--- GOAL OF THE EXERCISE ---
Print out each entry below exactly, please.

>> begin DATASET

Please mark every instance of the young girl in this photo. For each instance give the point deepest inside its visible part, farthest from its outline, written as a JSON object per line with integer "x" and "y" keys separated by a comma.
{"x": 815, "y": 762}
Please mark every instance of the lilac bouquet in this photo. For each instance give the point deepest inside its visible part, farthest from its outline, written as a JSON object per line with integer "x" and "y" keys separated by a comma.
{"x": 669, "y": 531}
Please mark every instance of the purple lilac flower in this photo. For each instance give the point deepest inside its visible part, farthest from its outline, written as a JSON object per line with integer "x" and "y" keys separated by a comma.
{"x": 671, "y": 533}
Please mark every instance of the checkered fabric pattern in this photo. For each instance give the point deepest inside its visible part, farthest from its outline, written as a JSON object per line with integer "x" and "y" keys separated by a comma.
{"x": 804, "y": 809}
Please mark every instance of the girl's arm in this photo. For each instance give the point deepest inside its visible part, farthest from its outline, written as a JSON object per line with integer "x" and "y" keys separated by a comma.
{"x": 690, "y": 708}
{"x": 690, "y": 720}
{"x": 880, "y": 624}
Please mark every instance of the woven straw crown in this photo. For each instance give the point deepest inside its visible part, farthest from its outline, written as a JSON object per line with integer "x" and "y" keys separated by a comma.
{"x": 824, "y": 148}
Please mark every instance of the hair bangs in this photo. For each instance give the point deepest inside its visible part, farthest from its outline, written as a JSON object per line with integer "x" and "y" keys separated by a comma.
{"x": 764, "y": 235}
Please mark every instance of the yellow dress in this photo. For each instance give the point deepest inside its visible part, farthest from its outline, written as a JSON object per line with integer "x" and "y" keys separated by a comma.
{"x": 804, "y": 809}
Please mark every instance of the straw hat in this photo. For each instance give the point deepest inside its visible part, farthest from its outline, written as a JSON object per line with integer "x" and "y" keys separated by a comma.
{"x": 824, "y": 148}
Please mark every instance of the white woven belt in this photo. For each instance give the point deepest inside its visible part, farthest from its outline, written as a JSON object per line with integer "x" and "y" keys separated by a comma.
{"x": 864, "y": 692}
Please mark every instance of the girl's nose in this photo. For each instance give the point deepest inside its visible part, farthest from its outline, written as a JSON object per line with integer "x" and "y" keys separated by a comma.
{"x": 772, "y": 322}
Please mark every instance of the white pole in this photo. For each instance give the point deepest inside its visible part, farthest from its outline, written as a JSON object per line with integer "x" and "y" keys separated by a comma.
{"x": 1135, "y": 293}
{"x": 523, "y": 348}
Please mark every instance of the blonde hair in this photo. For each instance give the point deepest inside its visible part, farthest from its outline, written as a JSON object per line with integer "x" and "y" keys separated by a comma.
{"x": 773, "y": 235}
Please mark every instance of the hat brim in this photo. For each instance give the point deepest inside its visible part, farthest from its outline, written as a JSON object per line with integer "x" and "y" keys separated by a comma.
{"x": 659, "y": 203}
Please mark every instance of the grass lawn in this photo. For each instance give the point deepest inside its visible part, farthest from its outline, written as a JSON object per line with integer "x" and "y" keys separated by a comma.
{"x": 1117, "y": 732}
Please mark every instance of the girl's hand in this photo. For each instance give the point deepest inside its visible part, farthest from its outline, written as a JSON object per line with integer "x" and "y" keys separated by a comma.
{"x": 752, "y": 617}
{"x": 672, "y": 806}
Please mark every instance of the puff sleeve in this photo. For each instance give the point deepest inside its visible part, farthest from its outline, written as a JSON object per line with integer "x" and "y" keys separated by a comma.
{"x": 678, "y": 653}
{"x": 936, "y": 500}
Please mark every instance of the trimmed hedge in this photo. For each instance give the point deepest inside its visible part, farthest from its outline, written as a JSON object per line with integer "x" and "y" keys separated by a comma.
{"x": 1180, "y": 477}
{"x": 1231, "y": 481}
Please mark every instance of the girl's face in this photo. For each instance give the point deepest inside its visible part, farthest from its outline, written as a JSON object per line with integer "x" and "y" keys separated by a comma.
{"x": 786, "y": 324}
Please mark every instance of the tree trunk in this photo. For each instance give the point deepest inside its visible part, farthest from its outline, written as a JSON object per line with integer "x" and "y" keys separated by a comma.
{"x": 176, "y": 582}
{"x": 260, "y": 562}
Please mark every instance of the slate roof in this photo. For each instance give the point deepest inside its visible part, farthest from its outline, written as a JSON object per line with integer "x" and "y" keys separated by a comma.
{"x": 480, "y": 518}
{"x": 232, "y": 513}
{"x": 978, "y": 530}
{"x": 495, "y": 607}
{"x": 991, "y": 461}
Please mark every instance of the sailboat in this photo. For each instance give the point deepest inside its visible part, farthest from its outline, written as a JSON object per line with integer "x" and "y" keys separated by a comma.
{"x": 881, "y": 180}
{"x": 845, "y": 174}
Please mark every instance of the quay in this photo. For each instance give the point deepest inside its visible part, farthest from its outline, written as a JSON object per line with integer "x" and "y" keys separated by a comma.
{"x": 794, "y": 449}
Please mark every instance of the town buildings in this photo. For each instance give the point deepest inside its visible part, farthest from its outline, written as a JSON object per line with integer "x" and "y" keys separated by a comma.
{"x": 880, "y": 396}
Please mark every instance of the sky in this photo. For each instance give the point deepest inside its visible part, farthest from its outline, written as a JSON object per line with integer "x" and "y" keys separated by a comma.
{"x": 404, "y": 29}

>> end DATASET

--- ANSWER TO THE PROBLEM ---
Please mark every instance of the young girl in this photo. For each instance give the point deepest inside its visible part, farthest from its outline, written as a JSON object per line with integer "x" and "y" keys separated by a comma.
{"x": 815, "y": 762}
Please mark every instance of the lilac bouquet in this photo. For each instance give the point deepest inside its visible part, farthest from its outline, written as a JSON object per line with integer "x" and "y" keys separated by a comma.
{"x": 669, "y": 531}
Please mark every instance of the purple lilac flower in this photo. For each instance give the point deepest inside its visible part, farthest from its outline, written as a JSON object per line with integer "x" and "y" keys separated by a comma.
{"x": 671, "y": 533}
Please mark every instance of the checkered fabric pattern in this photo. For each instance give the point deepest inside its visible part, farthest from its outline, written as a JSON object per line with integer "x" and "y" keys separated by a comma.
{"x": 804, "y": 809}
Please mark every instance of the girl's arm in this photo. For each instance give the point deepest inside its visible part, farthest from its outline, written as a JSON object per line with integer "x" and "y" keys separated by a comma.
{"x": 690, "y": 708}
{"x": 690, "y": 720}
{"x": 880, "y": 624}
Please mark every instance of the woven straw crown in this photo. For each instance give the point deepest inside its visible part, farthest from its outline, written as a JSON object per line with integer "x" and "y" keys separated by a comma.
{"x": 824, "y": 148}
Please mark every instance of the hair bangs in this photo. For each instance give the point deepest inside its visible part, farthest from its outline, written as a JSON object per line with integer "x" and "y" keys separated by a comma.
{"x": 764, "y": 235}
Please mark every instance of the yellow dress in this photo. For each instance give the point deepest inside its visible part, farthest from its outline, written as a JSON object per line with integer "x" and "y" keys separated by a comma.
{"x": 804, "y": 809}
Please mark every instance of the straw hat in this photo. For each instance give the point deepest inside its visible part, farthest from its outline, written as a JSON object per line with integer "x" and "y" keys separated by a comma.
{"x": 824, "y": 148}
Please mark every instance of the white woven belt in this photo. For each instance give the point deepest inside its visible part, farthest from its outline, written as a JSON object per line with integer "x" and "y" keys separated by a comma.
{"x": 864, "y": 692}
Please mark every instance of the girl's nose in this photo. For each instance give the point deepest inside its visible part, farthest from its outline, written as a JSON object per line with integer "x" and "y" keys separated by a comma.
{"x": 772, "y": 322}
Please mark every instance of the white pole in this photo. For each instance give the point deepest inside its visible part, farthest from its outline, written as a JSON object per line with integer "x" and "y" keys separated by a comma.
{"x": 1135, "y": 293}
{"x": 523, "y": 348}
Please mark every instance of the blonde hair in this photo. For each instance give the point deepest inside its visible part, farthest from its outline, written as a JSON object per line with integer "x" and "y" keys separated by a comma.
{"x": 773, "y": 235}
Please mark every instance of the hat brim in this photo. For each instance give the point deepest inside its visible part, farthest from its outline, written as a JSON object per line with integer "x" and "y" keys separated by a comma.
{"x": 659, "y": 203}
Please mark every instance of the grass lawn in this photo. For each instance give the point deepest inside its visible part, farthest from its outline, written as a JSON object per line with integer "x" and "y" keys separated by a comma.
{"x": 1117, "y": 732}
Please mark every instance of the girl's hand in this photo. For each instance give the point deepest inside its visible part, farthest from its outline, written as a JSON object per line with integer "x" and "y" keys separated by a comma.
{"x": 752, "y": 617}
{"x": 672, "y": 806}
Please mark every instance of the puff sleeve in this photo. For each instance give the point deepest inside its visible part, farthest from its outline, written as a JSON object per line with integer "x" and "y" keys separated by a comma.
{"x": 678, "y": 653}
{"x": 936, "y": 500}
Please mark every instance of the trimmed hedge in this photo. For each instance give the point deepest inside its visible part, farthest from its outline, written as a JSON object per line with integer "x" and "y" keys separated by a comma.
{"x": 1180, "y": 477}
{"x": 1231, "y": 481}
Please mark every instance of the girl's face in this photo. For each instance give the point deepest inside its visible part, farthest from its outline, written as a JSON object per line with integer "x" and "y" keys separated by a comma.
{"x": 786, "y": 324}
Please mark every instance of the tree trunk in this photo. For each instance give the point deepest inside its visible part, farthest from its outline, written as a JSON object per line with integer "x" and "y" keys separated by a comma.
{"x": 176, "y": 582}
{"x": 260, "y": 562}
Please mark every instance of the slate roof in this photo. For each instance give the point deepest inside its visible part, farthest from its outline, written as a JSON object per line with integer "x" and "y" keys separated by a comma.
{"x": 480, "y": 518}
{"x": 232, "y": 513}
{"x": 978, "y": 530}
{"x": 495, "y": 607}
{"x": 991, "y": 461}
Please mark every instance of the sailboat in this photo. For each instance give the point deepest inside its visible part, farthest from its outline, written as a JSON object per line with integer "x" and "y" keys separated by a comma.
{"x": 881, "y": 180}
{"x": 845, "y": 174}
Please mark every instance of the quay in this photo. For each instance give the point deepest inside its visible part, farthest from its outline, written as a JSON object per line with integer "x" and "y" keys separated by a comma.
{"x": 794, "y": 449}
Please mark every instance of the town buildings in this photo. For each instance give the point deepest inside its visible part, farthest from its outline, written as a JSON object per line with integer "x" and "y" keys separated by a comma.
{"x": 880, "y": 396}
Please mark every instance of the sky in this photo. For each instance give the point deepest inside its visible part, farthest from its outline, written as a JSON object per line with integer "x" and "y" keys separated by a comma.
{"x": 404, "y": 29}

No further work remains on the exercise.